MATERIAL TO PROCESS:
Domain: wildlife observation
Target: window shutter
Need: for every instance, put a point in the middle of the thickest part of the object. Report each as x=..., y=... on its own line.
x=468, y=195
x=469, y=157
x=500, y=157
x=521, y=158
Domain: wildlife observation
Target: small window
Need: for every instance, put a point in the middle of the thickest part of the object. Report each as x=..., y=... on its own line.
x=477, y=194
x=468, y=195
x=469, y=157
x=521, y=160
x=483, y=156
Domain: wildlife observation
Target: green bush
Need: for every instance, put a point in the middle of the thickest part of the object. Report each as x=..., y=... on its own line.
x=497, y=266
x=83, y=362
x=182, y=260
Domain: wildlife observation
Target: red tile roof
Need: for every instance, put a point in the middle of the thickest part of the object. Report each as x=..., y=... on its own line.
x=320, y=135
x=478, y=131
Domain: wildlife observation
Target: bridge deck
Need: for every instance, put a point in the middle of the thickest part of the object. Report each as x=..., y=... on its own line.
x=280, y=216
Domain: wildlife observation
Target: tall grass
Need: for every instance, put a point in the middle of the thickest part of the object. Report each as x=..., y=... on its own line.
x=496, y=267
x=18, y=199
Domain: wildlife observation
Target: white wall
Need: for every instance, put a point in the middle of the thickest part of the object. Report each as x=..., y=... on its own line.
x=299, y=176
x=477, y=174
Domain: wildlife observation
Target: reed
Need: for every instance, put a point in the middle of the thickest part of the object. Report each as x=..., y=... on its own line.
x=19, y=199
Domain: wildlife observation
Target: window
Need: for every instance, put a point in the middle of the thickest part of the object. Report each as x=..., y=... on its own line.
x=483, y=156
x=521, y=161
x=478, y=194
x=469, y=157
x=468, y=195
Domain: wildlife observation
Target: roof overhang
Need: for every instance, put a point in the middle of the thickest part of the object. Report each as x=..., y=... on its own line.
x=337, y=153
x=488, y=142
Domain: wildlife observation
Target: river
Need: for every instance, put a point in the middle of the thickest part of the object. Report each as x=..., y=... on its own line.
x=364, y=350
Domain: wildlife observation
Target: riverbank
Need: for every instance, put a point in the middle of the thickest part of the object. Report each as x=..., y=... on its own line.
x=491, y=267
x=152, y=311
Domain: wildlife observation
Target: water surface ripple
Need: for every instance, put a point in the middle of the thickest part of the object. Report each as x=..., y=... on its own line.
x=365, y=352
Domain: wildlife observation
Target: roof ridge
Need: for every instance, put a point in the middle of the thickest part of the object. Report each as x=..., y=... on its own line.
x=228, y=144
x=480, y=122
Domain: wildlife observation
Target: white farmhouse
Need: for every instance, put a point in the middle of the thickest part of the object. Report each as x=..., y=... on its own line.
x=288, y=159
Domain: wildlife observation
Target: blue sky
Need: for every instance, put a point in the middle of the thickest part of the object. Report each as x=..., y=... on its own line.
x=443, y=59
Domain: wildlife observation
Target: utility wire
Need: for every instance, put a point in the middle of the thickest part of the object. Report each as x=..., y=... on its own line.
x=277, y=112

ACTIVITY: Output all lines from the beginning of the data up to the line holding "Target: tall grass", that line included, exactly as written.

FINISHED TASK:
Domain: wildlife observation
Target: window shutter
Need: for every instance, put a point in the middle of the thickest part of the object. Report each as x=..., y=... on its own line.
x=468, y=195
x=469, y=157
x=500, y=157
x=521, y=158
Domain: wildlife observation
Target: small window
Need: for every instance, put a point in the middle of the thickest part of the object. Report each as x=..., y=... on its own line.
x=477, y=194
x=468, y=195
x=469, y=157
x=521, y=160
x=483, y=156
Domain: wildlife observation
Target: green bush
Need: for every instance, put a point in the middle of the thickest part of the object. Report each as x=..., y=... on its own line.
x=497, y=266
x=83, y=362
x=182, y=260
Domain: wildlife observation
Target: red tile roof
Need: for every instance, put a point in the middle of the thickest part of the object. Report each as x=..., y=... on its own line.
x=320, y=135
x=478, y=131
Domain: wildlife observation
Target: bridge deck
Need: for every instance, put a point in the middle of the thickest part of the object. Report each as x=..., y=... on its own line.
x=280, y=216
Domain: wildlife observation
Target: tall grass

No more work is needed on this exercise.